DATE:                      JANUARY 11, 1996

Pola Bienstock (Arbiser) was born in Drohobycz, Poland (now Ukraine). Her parents were Israel and Sara Bienstock. She had a sister Irene (now Frisch) and a brother, Ludwik.  Her father was originally from Germany and was a furrier. The family was upper middle class and prosperous. When the war started her father was called up into the Polish army, but he returned after Poland fell. The Germans occupied Drohobycz briefly before turning it over to the Russians. Life under the Russians was difficult, as her father was a "capitalist" and was therefore suspect.

When the Germans returned in June 1941, they allowed the local Poles and Ukrainians a free hand for three days, during which time they murdered nearly 400 Jews. As a series of Aktions swept through Drohobycz, decimating the Jewish population and deporting them to Belzec death camp, Pola and her family hid in various places including in the clock tower of City Hall, where they watched the Aktion as it progressed and they saw the killing of Jews in the streets. The Bienstock family had a devoted housekeeper, a Polish gentile, named Frania Sobkowa, who was virtually a member of their family. When the ghetto was set up in September 1942, Frania insisted that Sara "give her the children" to hide. (Ludwik died at the age of 13 from pneumonia just before the war). Frania took Irene with her back to her small two-bedroom apartment and later took in Sara and Pola as well. There, all three of them had to stay completely quiet for nearly two years. Frania worked for the local Gestapo and brought them home food, which she shared with them equally, although it was rarely enough. Israel had been taken for forced labor and eventually survived a series of camps, being liberated at Flossenbiirg.

When the Russians liberated Drohobycz the family emerged to find that the neighbors were far from happy to see they had survived. Their home was now being lived in by a Ukrainian man who was frightened that she wanted the home back. However, the Bienstocks did not want their home back and moved into a home with other Jews because they were frightened to live separately. Her mother sold items on the black market to keep them alive throughout a long and brutal winter. Sara, Pola and Irene left Drohobycz one year later and rode on a freight train west, hoping to find a way to Palestine. Miraculously, her father, Israel, had returned to find they were still alive but had left and he followed them, catching up to them as they traveled by train.

They settled in Legnica (which had been in Germany but was now in Poland) until they got papers for the new state of Israel. They took a ship for Haifa. They asked Frania if she wanted to go with them, but Frania elected to remain in Poland. Israel also returned to Germany (he had been born there) settling in Frankfurt. Her mother died in Frankfurt in 1956. She was 58 but the experiences of the war had aged her prematurely.

In Israel, Pola studied at the Hebrew University in Jerusalem, eventually getting a master's degree in Medical Science with an emphasis on microbiology and biochemistry. In Tel Aviv she met Sam Arbiser, an engineer, and they married. After living for 10 years in Israel they immigrated to the United States, settling in Atlanta, Georgia. Pola and Sam have a daughter, Sheri, and a son, Jack, an oncologist. Throughout the remainder of Frania's life (she died in 1977), Pola and Irene supported her and a loving relationship continues between the two families. Pola died on January 16, 2014.

Scope of Interview:
Pola introduces her family at the time World War II began. She details her family’s relationship with their Polish maid/nanny. Pola describes the two years spent in hiding and liberation. Pola outlines her family’s post-war experiences and move to Israel. She reflects upon her experiences in the United States compared to her years spent in Israel.
--- --- ---
EXERCISE INSTRUCTIONS
1 - Answer these questions from the interview summary:
(a) What was the trade of Pola's father?
(b) In which city did Pola's mother die in 1956?
(c) Which fields did Pola's master's degree in Medical Science emphasize?
2 - Reproduce the interview summary word for word, starting at "They settled in" and ending at "aged her prematurely.".

Natural language region descriptions:
--- --- ---
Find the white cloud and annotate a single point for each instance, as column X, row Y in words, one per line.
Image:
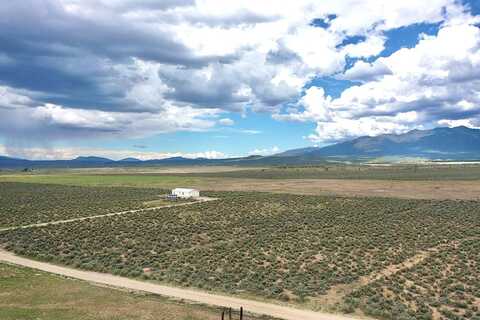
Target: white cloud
column 226, row 122
column 59, row 153
column 152, row 67
column 436, row 82
column 265, row 151
column 372, row 46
--- --- ---
SOLUTIONS TO THE TASKS
1 -
(a) He was a furrier.
(b) Frankfurt.
(c) Microbiology and biochemistry.

2 -
They settled in Legnica (which had been in Germany but was now in Poland) until they got papers for the new state of Israel. They took a ship for Haifa. They asked Frania if she wanted to go with them, but Frania elected to remain in Poland. Israel also returned to Germany (he had been born there) settling in Frankfurt. Her mother died in Frankfurt in 1956. She was 58 but the experiences of the war had aged her prematurely.